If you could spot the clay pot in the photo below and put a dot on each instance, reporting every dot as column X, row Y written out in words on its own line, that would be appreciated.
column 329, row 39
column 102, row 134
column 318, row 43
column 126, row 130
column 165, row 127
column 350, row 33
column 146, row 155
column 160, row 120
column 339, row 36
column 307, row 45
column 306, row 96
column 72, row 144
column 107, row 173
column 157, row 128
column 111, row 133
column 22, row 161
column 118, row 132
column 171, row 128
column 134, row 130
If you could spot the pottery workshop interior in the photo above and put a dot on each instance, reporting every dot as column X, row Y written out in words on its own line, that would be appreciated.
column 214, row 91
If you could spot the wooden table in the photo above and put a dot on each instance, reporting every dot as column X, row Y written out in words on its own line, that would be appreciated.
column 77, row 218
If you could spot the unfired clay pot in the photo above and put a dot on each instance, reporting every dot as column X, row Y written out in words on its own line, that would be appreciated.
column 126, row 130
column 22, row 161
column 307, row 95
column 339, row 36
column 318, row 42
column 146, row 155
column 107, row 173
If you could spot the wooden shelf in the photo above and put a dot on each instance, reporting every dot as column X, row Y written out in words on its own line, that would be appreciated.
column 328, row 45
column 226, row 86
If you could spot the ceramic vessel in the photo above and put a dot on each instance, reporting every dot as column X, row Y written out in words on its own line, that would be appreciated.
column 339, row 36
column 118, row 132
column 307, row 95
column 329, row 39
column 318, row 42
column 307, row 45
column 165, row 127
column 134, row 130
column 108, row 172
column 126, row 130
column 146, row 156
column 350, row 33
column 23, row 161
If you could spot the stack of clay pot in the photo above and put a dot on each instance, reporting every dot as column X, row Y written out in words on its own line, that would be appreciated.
★ ★ ★ ★
Please output the full listing one more time, exactly.

If you could spot the clay pot in the photo below and put a dot on each instance, reporting every dot as column X, row Y written out in words on its own line, that would be appreciated.
column 329, row 39
column 102, row 134
column 318, row 43
column 126, row 130
column 165, row 127
column 350, row 33
column 146, row 155
column 160, row 120
column 339, row 36
column 307, row 45
column 306, row 96
column 72, row 144
column 107, row 173
column 157, row 128
column 111, row 133
column 22, row 161
column 118, row 132
column 171, row 128
column 134, row 130
If you could spot the pottery workshop interior in the photo above and put a dot on each instance, reporting every dot as column X, row Y written out in words on its own line, that would be appreciated.
column 214, row 91
If you could spot the wooden table in the photo above and put a dot on each instance, reporting every dot as column X, row Y written out in words on its own line, that would be appreciated.
column 77, row 218
If you could spot the unfired clay pot in the photo above and put a dot on each instance, reporting every dot as column X, row Y written out in words on its own line, that would be appreciated.
column 126, row 130
column 22, row 161
column 307, row 95
column 339, row 36
column 318, row 42
column 146, row 155
column 107, row 173
If you could spot the wooden shelf in the photo above and put a dot on each instance, reporting every dot as column X, row Y written out in words on its own line, that would be appreciated.
column 328, row 45
column 226, row 86
If you could spot the ceramic vessel in the photo above and put a dot on each instance, reporting every dot as column X, row Y written out in words on its own line, that would be appreciated.
column 339, row 36
column 118, row 132
column 307, row 95
column 329, row 39
column 318, row 42
column 307, row 45
column 165, row 127
column 134, row 130
column 108, row 172
column 126, row 130
column 146, row 156
column 350, row 33
column 23, row 161
If you could spot the stack of clay pot in the photo above and put a dot on each instance, reporting every dot as column X, row Y written out in words on its own line, that would be appreciated.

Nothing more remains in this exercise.